[[ Supplied material open ]]

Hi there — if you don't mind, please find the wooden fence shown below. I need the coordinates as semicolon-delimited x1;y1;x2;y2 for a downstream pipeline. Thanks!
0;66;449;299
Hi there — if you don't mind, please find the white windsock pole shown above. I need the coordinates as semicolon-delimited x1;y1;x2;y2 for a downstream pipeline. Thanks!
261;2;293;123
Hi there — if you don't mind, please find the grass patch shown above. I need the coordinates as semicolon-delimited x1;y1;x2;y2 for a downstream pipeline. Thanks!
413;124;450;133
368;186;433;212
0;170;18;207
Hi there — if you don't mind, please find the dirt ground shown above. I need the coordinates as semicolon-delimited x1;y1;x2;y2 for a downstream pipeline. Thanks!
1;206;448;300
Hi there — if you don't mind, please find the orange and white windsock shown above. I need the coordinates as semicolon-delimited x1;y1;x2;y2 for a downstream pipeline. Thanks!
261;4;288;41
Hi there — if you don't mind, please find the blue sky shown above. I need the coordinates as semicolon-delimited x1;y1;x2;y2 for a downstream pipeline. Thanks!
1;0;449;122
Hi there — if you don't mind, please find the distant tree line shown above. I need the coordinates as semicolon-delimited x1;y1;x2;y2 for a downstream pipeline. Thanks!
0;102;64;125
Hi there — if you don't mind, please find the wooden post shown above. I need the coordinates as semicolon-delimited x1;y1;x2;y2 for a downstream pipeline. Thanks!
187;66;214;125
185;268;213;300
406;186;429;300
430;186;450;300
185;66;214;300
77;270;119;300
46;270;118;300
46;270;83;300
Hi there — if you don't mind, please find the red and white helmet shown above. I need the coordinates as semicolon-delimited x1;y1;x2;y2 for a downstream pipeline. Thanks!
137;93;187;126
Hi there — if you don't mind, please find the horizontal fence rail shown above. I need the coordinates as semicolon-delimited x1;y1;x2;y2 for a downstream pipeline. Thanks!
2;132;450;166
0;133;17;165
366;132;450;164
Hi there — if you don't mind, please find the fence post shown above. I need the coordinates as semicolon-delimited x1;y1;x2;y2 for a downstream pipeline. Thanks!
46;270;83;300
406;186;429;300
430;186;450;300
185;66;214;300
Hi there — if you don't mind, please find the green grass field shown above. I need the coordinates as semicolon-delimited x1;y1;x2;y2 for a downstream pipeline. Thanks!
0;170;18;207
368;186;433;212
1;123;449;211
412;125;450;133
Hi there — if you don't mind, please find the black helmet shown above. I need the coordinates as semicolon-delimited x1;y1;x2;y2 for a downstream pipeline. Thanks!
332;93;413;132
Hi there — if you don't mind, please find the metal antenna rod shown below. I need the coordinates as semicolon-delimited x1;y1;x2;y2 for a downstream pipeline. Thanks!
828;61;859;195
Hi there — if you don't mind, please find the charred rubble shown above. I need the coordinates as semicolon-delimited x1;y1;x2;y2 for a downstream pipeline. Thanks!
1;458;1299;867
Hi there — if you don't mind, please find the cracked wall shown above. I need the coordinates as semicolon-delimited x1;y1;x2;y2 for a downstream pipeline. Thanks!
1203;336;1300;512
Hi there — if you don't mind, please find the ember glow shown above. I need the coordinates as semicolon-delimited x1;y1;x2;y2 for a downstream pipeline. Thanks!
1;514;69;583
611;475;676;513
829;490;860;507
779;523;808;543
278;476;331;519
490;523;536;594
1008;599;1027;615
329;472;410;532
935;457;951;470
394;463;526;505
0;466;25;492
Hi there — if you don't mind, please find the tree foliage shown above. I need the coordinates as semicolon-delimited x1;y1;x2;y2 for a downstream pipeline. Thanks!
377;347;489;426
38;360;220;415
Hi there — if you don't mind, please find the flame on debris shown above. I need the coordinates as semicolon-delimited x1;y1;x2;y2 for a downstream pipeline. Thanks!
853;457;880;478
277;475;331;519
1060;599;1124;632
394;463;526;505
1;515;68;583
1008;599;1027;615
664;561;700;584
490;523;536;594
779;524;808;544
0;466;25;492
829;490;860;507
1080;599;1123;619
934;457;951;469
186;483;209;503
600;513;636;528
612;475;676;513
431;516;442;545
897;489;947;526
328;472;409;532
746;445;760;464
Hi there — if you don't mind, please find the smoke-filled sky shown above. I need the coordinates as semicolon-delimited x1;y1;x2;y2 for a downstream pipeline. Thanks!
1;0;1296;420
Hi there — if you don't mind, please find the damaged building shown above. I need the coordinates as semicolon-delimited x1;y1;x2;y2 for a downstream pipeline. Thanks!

[[ Supplied material closed ]]

Restate the records word for word, leaving nothing out.

Hi there — if you don't mind, please find the wooden fence shown below. I need the coordinates as semicolon-delimited x1;y1;x2;y2 for a downstream pipeline. Thanks!
0;66;449;299
Hi there — if you don't mind, please find the white windsock pole shown above. I need the coordinates as semicolon-delimited x1;y1;x2;y2 for a downstream pipeline. Thanks!
261;2;293;123
Hi there — if you don't mind, please find the grass patch shown above. I need the coordinates as semicolon-delimited x1;y1;x2;y2 for a downstream pipeline. Thanks!
413;124;450;133
368;186;433;212
0;170;18;207
Hi there — if you don't mind, please find the dirt ground shown above. I need the coordinates as semicolon-delimited x1;y1;x2;y2 for a downstream pipeline. Thanks!
1;206;448;300
Hi there — if you don't mind, please find the orange and white windsock shown above. I need the coordinates as semicolon-delimited x1;y1;x2;y2 for a downstream pipeline. Thanks!
261;4;288;41
Hi there — if you don't mind, please find the blue sky shown above. I need the coordinates as semicolon-delimited x1;y1;x2;y2 for a downstream pipeline. Thanks!
1;0;449;122
Hi there — if you don't mind, please find the distant tree line shown above. I need the coordinates as semicolon-delimited x1;y1;x2;y2 for a downstream pipeline. Thanks!
0;102;64;125
Hi there — if you don't mind, please find the wooden post shown above. I need the coordinates as semicolon-delimited x1;y1;x2;y2 for a downstream pipeline. Thanks!
187;66;214;125
185;268;213;300
406;186;429;300
430;186;450;300
185;66;214;300
77;270;119;300
46;270;118;300
46;270;83;300
Hi there — if you don't mind, please find the red and white helmet shown above. I need the coordinates as semicolon-delimited x1;y1;x2;y2 for a downstream pipeline. Thanks!
137;93;187;126
Hi there — if you don't mind, please find the horizontal fence rail shown above. I need the coordinates as semicolon-delimited x1;y1;x2;y2 for a downstream pipeline. Thanks!
2;132;450;166
0;133;17;165
366;132;450;164
Hi there — if you don't mind, please find the fence post shown above. I need the coordinates as semicolon-delimited x1;y1;x2;y2 for a downstream pipeline. Thanks!
46;270;83;300
406;186;429;300
430;186;450;300
185;66;214;300
Hi there — if you don't mind, please find the green grass field shown above. I need the coordinates as semicolon-delimited x1;y1;x2;y2 for a downstream pipeline. Thanks!
0;170;18;207
368;186;433;212
1;123;449;211
412;125;450;133
Hi there — if you don't mind, please find the black helmet shown above. I need the coordinates as semicolon-delimited x1;y1;x2;y2 for a downstream pipeline. Thanks!
332;93;413;132
Hi there — if you don't mind, please find the metal antenna rod shown below. I need the coordinates as semicolon-delimited x1;y1;x2;y2 for a downstream pipeline. Thanks!
828;61;859;195
Hi there — if you don't mind, please find the charred rubble shown above. I need the coordinates as semicolon-delimited x1;y1;x2;y2 for a downstream pipeline. Thanks!
1;458;1299;867
Hi there — if you don't mind, please find the cracked wall shown above. I need the coordinates as semicolon-delimited x1;y1;x2;y2 for a downstream pipeline. Thanks!
1203;336;1300;512
Hi there — if you don't mind, please find the ember glow shown above. I need the coordinates as semicolon-delimited x1;y1;x2;y2 for a downstream pipeline. Thanks!
1;514;69;583
611;475;676;513
829;490;860;507
779;523;808;543
278;476;331;519
490;523;536;594
1008;599;1027;615
329;472;410;532
935;457;951;470
394;463;526;505
0;466;25;492
Hi there — if you don't mind, please find the tree foliage shown above. I need the coordinates as semicolon-delimited x1;y1;x2;y2 for a downstream pipeline. Thanks!
377;347;489;426
38;360;220;415
Hi there — if you don't mind, please find the flame on debris shown above. I need the coordinates as semicolon-delimited x1;y1;x2;y2 for a downstream pipeline. Thanks!
853;457;880;478
277;475;331;519
1060;599;1124;632
394;463;526;505
1;515;68;583
1008;599;1027;615
664;561;700;584
490;523;536;594
779;524;808;544
0;466;25;492
829;490;860;507
1080;599;1123;619
934;457;951;469
186;483;209;503
600;513;636;528
612;475;676;513
431;516;442;545
897;489;947;526
328;472;409;532
746;445;760;464
Hi there — if you don't mind, please find the smoke-filled sky shown above. I need the coordinates as semicolon-delimited x1;y1;x2;y2 for a downstream pipeline. Thanks!
1;0;1296;420
Hi there — if you don't mind, please find the damaged building shown above. I need the coordinates as semicolon-delimited x1;y1;x2;y2 for a downstream pipeline. Thanks!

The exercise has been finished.